### SELECTED PASSAGE
Re: Proposal: keeping precommit times fast

Udi Meiri Thu, 07 Jun 2018 09:29:18 -0700

Would I need a vote on installing this plugin, or can I just open a ticket
to infra?


On Wed, Jun 6, 2018, 16:18 Robert Bradshaw <[email protected]> wrote:

> Even if it's not perfect, seems like it'd surely be a net win (and
> probably a large one). Also, the build cache should look back at more than
> just the single previous build, so if any previous jobs (up to the cache
> size limit) built/tested artifacts unchanged by the current PR, the results
> would live in the cache.
>
> I would look at (a) and (b) only if this isn't already good enough.
>
> On Wed, Jun 6, 2018 at 3:50 PM Udi Meiri <[email protected]> wrote:
>
>> To follow up on the Jenkins Job Cacher Plugin:
>>
>> Using a Jenkins plugin to save and reuse the Gradle cache for successive
>> precommit jobs.
>> The problem with this approach is that the precommit runs that a Jenkins
>> server runs are unrelated.
>> Say you have 2 PRs, A and B, and the precommit job for B reuses the cache
>> left by the job for A.
>> The diff between the two will cause tests affected both by A and B to be
>> rerun (at least).
>> If A modifies Python code, then the job for B must rerun ALL Python tests
>> (since Gradle doesn't do dependency tracking for Python).
>>
>> Proposal:
>> a. The cache plugin is still useful for successive Java precommit jobs,
>> but not for Python. (Go, I have no idea)
>> We could use it exclusively for Java precommits.
>> b. To avoid running precommit jobs for code not touched by a PR, look at
>> the paths of files changed.
>> For example, a PR touching only files under sdks/python/... need only run
>> Python precommit tests.
>>
>> On Tue, Jun 5, 2018 at 7:24 PM Udi Meiri <[email protected]> wrote:
>>
>>> I've been having a separate discussion on the proposal doc, which is
>>> ready for another round of reviews.
>>> Change summary:
>>> - Changed fast requirement to be < 30 minutes and simplify the check as
>>> an aggregate for each precommit job type.
>>> - Updated slowness notification methods to include automated methods: as
>>> a precommit check result type on GitHub, as a bug.
>>> - Merged in the metrics design doc.
>>> - Added detailed design section.
>>> - Added list of deliverables.
>>>
>>> What I would like is consensus regarding:
>>> - How fast we want precommit runs to be. I propose 30m.
>>> - Deadline for fixing a slow test before it is temporarily removed from
>>> precommit. I propose 24 hours.
>>>
>>>
>>> Replying to the thread:
>>>
>>> 1. I like the idea of using the Jenkins Job Cacher Plugin to skip
>>> unaffected tests (BEAM-4400).
>>>
>>> 2. Java Precommit tests include integration tests (example
>>> <https://builds.apache.org/view/A-D/view/Beam/job/beam_PreCommit_Java_GradleBuild/lastCompletedBuild/testReport/org.apache.beam.examples/>
>>> ).

### SHORT EXERCISE A
Reproduce the precommit thread above between "Udi Meiri Thu, 07" and "in the cache.", inclusive, word for word.

### Records of labeled points
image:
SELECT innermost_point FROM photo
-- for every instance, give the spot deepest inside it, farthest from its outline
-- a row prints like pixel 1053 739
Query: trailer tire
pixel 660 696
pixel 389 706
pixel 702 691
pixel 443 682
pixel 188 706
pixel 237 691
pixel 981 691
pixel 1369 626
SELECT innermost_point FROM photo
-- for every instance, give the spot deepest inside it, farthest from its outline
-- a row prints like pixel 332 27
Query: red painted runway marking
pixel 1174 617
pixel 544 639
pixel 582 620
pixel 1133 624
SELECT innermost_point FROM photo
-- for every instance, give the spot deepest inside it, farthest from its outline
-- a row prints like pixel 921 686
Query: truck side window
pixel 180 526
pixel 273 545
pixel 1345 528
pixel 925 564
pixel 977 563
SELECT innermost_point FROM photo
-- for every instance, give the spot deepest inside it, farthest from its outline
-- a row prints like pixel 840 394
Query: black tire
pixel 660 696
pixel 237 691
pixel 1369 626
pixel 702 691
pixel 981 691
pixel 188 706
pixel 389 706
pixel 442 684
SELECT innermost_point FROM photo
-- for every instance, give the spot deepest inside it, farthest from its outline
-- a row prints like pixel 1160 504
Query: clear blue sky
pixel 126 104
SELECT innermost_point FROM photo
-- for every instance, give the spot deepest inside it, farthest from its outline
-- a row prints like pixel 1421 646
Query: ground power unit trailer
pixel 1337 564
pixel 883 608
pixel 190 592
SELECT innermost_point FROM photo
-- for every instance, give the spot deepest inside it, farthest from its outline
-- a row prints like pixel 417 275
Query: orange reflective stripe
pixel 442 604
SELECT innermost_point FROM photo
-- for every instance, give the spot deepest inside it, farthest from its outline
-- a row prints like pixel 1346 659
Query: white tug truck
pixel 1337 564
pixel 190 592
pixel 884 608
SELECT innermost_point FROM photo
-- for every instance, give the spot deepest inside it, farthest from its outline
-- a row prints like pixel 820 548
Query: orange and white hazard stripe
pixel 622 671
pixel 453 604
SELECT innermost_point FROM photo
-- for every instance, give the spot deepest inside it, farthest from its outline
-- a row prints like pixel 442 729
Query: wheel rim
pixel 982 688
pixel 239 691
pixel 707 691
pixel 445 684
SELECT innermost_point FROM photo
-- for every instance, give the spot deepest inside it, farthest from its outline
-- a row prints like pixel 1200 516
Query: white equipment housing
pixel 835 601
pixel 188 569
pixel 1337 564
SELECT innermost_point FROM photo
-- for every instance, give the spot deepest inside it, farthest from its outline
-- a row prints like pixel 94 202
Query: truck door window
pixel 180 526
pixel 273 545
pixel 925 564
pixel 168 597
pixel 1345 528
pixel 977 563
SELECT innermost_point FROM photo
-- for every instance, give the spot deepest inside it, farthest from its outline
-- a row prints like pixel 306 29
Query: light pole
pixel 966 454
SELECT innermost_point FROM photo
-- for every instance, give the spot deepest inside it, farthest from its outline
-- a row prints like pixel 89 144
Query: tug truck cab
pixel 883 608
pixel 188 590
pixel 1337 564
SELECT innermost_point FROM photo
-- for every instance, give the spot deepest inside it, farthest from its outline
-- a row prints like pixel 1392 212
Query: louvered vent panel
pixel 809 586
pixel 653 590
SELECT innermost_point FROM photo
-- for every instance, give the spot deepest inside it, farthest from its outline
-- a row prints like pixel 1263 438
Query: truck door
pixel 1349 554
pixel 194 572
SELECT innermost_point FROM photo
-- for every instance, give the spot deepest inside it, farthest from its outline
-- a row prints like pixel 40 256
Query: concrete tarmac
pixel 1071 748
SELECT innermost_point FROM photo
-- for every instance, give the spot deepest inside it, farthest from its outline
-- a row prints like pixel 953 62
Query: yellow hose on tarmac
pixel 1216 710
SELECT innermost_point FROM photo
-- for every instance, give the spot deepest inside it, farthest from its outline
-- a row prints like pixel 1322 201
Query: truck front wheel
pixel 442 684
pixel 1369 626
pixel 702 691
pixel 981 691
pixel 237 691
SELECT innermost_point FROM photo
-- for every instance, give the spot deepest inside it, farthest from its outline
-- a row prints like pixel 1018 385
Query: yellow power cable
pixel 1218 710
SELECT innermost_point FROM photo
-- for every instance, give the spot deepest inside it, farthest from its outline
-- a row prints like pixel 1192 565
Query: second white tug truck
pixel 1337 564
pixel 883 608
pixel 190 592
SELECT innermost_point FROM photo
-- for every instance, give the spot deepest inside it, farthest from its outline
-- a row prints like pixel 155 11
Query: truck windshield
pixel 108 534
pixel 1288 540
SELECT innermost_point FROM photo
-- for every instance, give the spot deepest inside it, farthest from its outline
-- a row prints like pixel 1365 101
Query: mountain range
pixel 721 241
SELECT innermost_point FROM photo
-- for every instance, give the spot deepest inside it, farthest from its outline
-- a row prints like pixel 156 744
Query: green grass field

### SHORT EXERCISE B
Filter the records down to every line containing the string "wheel", copying each such line unchanged.

### FINISHED ANSWER A
Udi Meiri Thu, 07 Jun 2018 09:29:18 -0700

Would I need a vote on installing this plugin, or can I just open a ticket
to infra?


On Wed, Jun 6, 2018, 16:18 Robert Bradshaw <[email protected]> wrote:

> Even if it's not perfect, seems like it'd surely be a net win (and
> probably a large one). Also, the build cache should look back at more than
> just the single previous build, so if any previous jobs (up to the cache
> size limit) built/tested artifacts unchanged by the current PR, the results
> would live in the cache.

### FINISHED ANSWER B
Query: wheel rim
Query: truck front wheel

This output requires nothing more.